Exercise aim:
Determine how many lines below contain the string "sign" and give that number without anything else.

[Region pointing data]
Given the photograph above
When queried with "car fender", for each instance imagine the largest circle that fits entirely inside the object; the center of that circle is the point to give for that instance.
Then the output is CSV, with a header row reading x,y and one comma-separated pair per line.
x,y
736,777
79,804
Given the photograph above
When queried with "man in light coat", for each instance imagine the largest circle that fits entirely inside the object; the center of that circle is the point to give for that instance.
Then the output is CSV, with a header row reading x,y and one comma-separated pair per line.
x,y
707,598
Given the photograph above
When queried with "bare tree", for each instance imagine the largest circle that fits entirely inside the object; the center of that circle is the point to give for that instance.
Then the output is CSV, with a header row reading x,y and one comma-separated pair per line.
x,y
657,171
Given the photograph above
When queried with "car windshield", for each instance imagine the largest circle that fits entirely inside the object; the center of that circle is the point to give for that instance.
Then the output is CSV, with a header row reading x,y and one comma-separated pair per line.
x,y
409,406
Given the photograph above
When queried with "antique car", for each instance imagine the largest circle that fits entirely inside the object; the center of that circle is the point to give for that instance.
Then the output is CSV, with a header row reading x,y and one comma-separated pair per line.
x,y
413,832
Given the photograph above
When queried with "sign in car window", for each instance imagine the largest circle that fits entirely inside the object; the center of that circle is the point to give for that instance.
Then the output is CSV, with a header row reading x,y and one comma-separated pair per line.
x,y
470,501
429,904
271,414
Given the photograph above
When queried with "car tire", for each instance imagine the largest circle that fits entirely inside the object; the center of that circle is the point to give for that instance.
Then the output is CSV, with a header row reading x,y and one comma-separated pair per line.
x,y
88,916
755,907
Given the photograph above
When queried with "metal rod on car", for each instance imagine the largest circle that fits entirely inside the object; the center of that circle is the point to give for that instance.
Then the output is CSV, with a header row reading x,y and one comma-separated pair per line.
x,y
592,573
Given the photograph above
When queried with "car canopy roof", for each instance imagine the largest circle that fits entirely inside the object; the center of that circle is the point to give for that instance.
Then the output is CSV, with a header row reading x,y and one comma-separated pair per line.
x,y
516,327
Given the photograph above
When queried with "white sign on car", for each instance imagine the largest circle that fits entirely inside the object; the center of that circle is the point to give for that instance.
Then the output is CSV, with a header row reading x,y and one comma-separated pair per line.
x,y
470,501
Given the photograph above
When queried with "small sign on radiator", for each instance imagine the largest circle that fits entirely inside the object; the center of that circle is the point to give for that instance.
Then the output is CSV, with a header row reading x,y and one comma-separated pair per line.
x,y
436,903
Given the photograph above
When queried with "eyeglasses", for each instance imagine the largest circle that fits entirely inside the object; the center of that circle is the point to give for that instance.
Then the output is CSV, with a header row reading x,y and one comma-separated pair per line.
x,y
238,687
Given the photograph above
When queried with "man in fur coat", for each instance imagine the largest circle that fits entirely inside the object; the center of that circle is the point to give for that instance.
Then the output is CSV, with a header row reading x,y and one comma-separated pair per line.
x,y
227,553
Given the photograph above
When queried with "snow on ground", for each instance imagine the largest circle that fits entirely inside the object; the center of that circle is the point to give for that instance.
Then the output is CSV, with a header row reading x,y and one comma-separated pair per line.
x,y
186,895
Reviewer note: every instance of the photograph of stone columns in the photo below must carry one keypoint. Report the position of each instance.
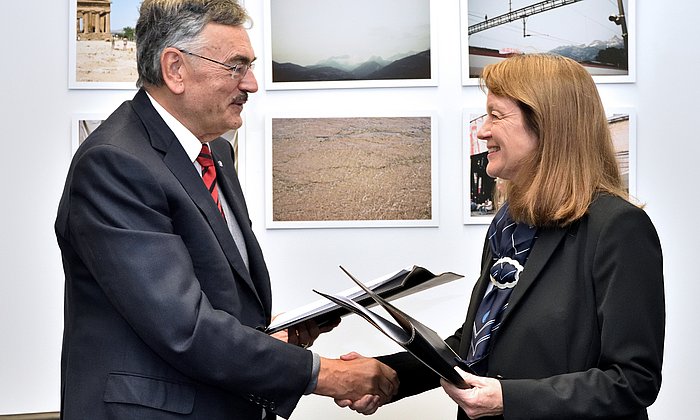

Response below:
3